◆ **What you will do**:
1 – Answer these questions using the archive page below, one answer per line, marked as the questions are.
(a) What period do the documents in the archive span?
(b) Where was Georgina Booysen born?
(c) Where was she going with a friend on her 21st birthday?
2 – For each statement below, say whether it agrees with the archive page that follows. Answer yes or no, and quote the words that decide it.
(a) Minor errors in the documents were corrected for this site.
(b) Georgina Booysen has three children.
(c) She went to the doctor one month after the rape.
3 – Reproduce the archive page below word for word, from "The next day" to "talk to anyone.".

◆ **Document segment**:
================

This is an archive of the Treatment Action Campaign's public documents from
December 1998 until October 2008. I created this website because the TAC's
website appears unmaintained and people were concerned that it
was becoming
increasingly hard to find important documents.
The menu items have
been slightly edited and a new stylesheet applied to the site. But none of the
documents have been edited, not even for minor errors. The text appears on this
site as obtained from the Internet Archive.
The period covered by
the archive encompassed the campaign for HIV medicines, the civil disobedience
campaigns, the Competition Commission complaints, the 2008 xenophobic violence
and the PMTCT, Khayelitsha health workers and Matthias Rath court cases.
My name is Georgina Booysen and I am 38 years old. I have been married twice to the same man. I've three children, 6, 14 and 10 years old. I was born in Paarl in Klein Drakenstein in October of 1967. I like to do the things that I have in my life. At the moment my family is not so supportive but I've learned to ignore that. I am a very outspoken person and like to make new friends and to sing, dance and model.
On my 21st birthday in 1988 I was going with a friend of mine to Bellville South. It was my first time going there. When the day had gone, my friend said that I must come with her to celebrate my birthday. I went with her and her friend, a male friend. We celebrated that night and I got drunk and told her that I wanted to go home. She told me she was not going home then. After two minutes she sent her friend to me and he said he would help me get home. I agreed because I didn't know the place. We walked through the bush and then, all of a sudden, he pushed me down on the ground and he raped me. At that time I couldn't believe it was happening to me. I was crying and the pain between my legs was very heavy. When he was finished he said that if I told anybody he would kill me.
The next day I couldn't find my friend. I was so devastated at the time that I decided to go home on my own. After that night, my life wasn't the same anymore. It was like my life was turned around. When I got home I didn't know how to look at my grandma face-to-face. It was like she knew what happened to me. After a month I didn't get my menstruation. Two months went by and after three months I went to the doctor. He examined me and gave me news that I was pregnant. I thought I would kill myself. I started to cry and he asked me what was wrong. Then I started to talk with tears in my eyes. When I had finished the doctor said I should tell someone, but at the time I couldn't talk to anyone.

================

◆ **Data shown**:
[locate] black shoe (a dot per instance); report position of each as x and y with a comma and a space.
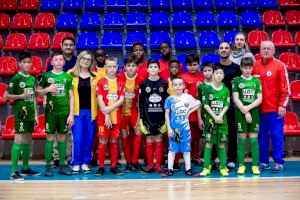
16, 176
100, 171
48, 171
116, 171
29, 172
64, 169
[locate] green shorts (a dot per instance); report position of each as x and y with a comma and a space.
24, 126
56, 124
242, 126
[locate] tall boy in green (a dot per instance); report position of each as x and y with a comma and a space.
59, 111
21, 89
216, 103
247, 97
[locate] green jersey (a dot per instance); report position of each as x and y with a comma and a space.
58, 101
247, 89
24, 109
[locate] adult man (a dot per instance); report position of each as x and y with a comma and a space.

================

◆ **List of solutions**:
1 –
(a) December 1998 until October 2008.
(b) In Paarl in Klein Drakenstein.
(c) To Bellville South.

2 –
(a) No: "none of the documents have been edited, not even for minor errors."
(b) Yes: "I've three children, 6, 14 and 10 years old."
(c) No: "after three months I went to the doctor."

3 –
The next day I couldn't find my friend. I was so devastated at the time that I decided to go home on my own. After that night, my life wasn't the same anymore. It was like my life was turned around. When I got home I didn't know how to look at my grandma face-to-face. It was like she knew what happened to me. After a month I didn't get my menstruation. Two months went by and after three months I went to the doctor. He examined me and gave me news that I was pregnant. I thought I would kill myself. I started to cry and he asked me what was wrong. Then I started to talk with tears in my eyes. When I had finished the doctor said I should tell someone, but at the time I couldn't talk to anyone.